PROVIDED ENTRIES:
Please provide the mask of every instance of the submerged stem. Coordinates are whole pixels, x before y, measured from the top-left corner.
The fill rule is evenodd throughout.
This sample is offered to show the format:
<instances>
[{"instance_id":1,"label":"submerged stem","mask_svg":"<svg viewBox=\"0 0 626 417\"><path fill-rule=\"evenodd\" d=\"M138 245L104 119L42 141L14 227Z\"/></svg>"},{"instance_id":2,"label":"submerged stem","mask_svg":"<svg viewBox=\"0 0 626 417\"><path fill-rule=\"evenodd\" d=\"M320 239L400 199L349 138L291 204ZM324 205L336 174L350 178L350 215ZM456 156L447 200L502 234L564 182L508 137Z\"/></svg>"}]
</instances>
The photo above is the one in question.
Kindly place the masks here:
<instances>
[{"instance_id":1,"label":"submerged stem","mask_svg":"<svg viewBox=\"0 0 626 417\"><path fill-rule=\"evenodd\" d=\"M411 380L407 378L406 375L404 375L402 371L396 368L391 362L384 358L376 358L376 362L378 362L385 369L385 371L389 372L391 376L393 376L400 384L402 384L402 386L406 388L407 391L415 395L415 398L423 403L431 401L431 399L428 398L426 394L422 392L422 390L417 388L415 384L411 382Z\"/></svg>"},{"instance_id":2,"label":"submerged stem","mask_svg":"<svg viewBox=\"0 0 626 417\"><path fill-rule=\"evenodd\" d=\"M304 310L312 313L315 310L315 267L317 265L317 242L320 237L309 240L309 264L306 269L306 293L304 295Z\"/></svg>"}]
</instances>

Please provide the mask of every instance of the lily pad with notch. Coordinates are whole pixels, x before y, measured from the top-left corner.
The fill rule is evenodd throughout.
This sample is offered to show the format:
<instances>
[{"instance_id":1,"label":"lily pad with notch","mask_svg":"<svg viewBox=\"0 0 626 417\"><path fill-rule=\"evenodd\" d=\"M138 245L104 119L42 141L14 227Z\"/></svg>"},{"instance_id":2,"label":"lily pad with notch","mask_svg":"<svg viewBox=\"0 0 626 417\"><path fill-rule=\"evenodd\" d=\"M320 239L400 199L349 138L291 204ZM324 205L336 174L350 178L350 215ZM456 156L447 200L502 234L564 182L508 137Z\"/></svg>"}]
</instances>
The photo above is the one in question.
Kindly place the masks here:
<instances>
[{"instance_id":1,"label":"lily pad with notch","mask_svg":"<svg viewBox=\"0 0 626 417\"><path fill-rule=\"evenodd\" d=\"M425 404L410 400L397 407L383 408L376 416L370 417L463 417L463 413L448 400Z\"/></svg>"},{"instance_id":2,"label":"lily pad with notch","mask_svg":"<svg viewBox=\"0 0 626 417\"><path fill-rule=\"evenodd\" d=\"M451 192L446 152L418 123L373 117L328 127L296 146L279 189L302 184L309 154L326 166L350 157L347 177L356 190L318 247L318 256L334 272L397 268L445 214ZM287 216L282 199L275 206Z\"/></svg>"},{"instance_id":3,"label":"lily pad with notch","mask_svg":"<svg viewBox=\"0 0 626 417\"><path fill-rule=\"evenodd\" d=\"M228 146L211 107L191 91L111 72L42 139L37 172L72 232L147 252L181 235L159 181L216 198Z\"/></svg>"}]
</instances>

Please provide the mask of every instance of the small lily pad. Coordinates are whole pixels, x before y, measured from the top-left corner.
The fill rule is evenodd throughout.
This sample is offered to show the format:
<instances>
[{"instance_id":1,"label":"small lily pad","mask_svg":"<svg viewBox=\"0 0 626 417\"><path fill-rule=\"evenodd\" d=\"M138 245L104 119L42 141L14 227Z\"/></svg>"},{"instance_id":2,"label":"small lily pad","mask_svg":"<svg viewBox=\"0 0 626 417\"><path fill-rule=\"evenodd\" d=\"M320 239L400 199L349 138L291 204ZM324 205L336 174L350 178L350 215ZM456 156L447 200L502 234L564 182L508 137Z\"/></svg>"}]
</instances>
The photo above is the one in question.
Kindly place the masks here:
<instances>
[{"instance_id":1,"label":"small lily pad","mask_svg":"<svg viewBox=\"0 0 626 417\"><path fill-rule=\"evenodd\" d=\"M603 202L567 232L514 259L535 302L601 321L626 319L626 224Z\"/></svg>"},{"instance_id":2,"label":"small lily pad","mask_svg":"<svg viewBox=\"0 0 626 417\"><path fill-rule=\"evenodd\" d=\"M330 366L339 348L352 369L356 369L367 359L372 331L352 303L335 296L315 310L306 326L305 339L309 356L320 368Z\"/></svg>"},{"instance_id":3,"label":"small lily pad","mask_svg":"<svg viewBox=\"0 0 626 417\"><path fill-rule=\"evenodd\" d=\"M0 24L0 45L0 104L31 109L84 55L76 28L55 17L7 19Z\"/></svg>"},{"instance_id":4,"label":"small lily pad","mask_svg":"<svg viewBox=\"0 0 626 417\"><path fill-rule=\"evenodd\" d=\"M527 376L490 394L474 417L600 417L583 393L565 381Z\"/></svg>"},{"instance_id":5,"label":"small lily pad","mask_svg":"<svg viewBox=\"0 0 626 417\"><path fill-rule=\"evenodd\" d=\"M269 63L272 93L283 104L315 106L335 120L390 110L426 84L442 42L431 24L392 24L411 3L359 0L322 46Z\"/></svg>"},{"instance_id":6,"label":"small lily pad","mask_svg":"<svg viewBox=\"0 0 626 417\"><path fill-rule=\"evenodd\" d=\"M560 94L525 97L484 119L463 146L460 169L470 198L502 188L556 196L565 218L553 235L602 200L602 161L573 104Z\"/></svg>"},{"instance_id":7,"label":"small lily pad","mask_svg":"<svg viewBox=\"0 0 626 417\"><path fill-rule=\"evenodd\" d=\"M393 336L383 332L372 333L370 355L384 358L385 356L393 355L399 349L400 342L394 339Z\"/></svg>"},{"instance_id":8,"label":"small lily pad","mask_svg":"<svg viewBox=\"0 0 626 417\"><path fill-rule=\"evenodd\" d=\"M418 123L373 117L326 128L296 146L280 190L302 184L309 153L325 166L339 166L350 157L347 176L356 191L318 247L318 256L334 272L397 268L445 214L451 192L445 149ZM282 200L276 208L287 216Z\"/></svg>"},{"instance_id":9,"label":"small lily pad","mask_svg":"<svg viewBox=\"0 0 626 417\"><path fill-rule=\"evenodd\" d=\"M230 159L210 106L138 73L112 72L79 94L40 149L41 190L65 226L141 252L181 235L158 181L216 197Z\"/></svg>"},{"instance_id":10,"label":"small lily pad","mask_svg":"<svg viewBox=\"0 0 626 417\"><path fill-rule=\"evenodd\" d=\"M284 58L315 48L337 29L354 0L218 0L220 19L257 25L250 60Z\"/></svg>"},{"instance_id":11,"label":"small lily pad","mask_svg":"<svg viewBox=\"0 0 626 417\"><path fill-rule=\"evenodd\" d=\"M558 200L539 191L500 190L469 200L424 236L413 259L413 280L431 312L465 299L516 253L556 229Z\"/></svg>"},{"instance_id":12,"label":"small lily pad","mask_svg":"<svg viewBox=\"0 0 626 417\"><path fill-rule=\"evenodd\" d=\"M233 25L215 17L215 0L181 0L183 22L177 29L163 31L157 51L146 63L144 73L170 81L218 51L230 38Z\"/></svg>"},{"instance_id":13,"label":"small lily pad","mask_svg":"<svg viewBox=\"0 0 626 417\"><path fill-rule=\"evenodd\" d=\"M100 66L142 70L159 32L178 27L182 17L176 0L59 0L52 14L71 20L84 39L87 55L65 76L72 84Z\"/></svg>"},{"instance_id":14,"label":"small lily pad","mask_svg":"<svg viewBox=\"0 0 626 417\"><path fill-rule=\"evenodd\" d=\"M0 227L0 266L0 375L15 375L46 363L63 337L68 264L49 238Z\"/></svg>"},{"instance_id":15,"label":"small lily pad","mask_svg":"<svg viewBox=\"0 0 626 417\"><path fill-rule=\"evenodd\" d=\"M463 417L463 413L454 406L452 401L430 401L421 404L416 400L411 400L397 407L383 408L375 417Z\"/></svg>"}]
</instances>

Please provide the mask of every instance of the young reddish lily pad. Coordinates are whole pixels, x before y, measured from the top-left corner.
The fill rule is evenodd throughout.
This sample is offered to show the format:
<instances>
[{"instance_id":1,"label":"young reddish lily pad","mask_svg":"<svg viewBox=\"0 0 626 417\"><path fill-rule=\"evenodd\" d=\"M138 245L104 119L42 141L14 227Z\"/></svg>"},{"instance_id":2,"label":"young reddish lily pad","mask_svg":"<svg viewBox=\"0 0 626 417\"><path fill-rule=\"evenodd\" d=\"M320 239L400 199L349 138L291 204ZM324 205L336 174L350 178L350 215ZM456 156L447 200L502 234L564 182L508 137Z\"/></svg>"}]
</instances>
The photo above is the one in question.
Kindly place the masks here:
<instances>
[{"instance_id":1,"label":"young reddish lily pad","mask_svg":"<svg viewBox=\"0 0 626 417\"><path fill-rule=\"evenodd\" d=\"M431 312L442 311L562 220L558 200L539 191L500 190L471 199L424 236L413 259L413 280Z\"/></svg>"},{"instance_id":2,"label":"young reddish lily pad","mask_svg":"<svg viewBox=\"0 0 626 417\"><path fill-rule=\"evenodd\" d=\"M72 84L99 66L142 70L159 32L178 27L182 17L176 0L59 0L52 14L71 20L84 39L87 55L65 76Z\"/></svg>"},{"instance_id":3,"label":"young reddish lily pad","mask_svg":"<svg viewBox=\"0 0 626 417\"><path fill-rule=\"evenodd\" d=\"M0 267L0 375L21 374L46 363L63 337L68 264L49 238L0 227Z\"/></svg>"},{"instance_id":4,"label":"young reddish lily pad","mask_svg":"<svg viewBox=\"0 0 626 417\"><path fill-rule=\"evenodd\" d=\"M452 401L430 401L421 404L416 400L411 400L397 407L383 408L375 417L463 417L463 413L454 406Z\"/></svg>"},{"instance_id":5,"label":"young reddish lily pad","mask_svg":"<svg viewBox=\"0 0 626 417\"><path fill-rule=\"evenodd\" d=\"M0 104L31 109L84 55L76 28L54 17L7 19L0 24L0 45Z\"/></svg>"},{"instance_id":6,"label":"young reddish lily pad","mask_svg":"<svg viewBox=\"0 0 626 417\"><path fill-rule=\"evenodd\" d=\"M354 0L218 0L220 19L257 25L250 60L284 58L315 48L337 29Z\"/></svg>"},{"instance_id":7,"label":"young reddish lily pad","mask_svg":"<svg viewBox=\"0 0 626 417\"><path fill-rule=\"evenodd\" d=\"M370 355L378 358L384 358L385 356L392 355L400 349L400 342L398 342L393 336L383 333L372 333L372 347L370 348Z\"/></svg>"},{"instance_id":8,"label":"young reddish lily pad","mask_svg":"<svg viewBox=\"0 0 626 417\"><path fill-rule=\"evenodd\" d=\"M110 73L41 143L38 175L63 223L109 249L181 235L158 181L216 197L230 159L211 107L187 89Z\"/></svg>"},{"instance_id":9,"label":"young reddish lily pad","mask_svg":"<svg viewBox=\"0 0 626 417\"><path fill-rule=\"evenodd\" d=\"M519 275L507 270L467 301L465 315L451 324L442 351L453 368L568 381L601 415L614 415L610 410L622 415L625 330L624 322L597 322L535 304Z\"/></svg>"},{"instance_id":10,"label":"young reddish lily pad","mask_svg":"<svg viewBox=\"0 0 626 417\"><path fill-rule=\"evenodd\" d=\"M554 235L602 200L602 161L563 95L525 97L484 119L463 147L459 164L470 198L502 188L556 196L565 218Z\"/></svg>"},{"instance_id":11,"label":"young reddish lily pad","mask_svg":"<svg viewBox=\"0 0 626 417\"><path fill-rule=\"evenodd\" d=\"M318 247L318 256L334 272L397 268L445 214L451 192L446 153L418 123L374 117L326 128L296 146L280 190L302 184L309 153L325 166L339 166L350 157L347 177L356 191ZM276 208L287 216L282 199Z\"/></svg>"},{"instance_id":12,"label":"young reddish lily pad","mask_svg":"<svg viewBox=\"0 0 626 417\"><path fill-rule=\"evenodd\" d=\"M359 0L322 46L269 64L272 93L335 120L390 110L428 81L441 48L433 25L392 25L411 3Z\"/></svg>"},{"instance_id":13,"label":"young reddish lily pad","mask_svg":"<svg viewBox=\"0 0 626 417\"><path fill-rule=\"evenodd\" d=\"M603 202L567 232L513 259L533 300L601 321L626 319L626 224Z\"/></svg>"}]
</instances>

TASK STATEMENT:
Each line of the listing above that includes the word "whole" should be copied.

WRITTEN RESPONSE:
Please provide the mask of every instance of the submerged stem. Coordinates are whole pixels, x before y, measured from the top-left corner.
Please provide the mask of every instance of the lily pad with notch. Coordinates are whole pixels, x before y, measured from the top-left corner.
Please provide the mask of every instance of the small lily pad. Coordinates are whole pixels, x before y, measured from the top-left corner.
Please provide the mask of every instance of the young reddish lily pad. Coordinates are whole pixels, x before y, measured from the top-left corner.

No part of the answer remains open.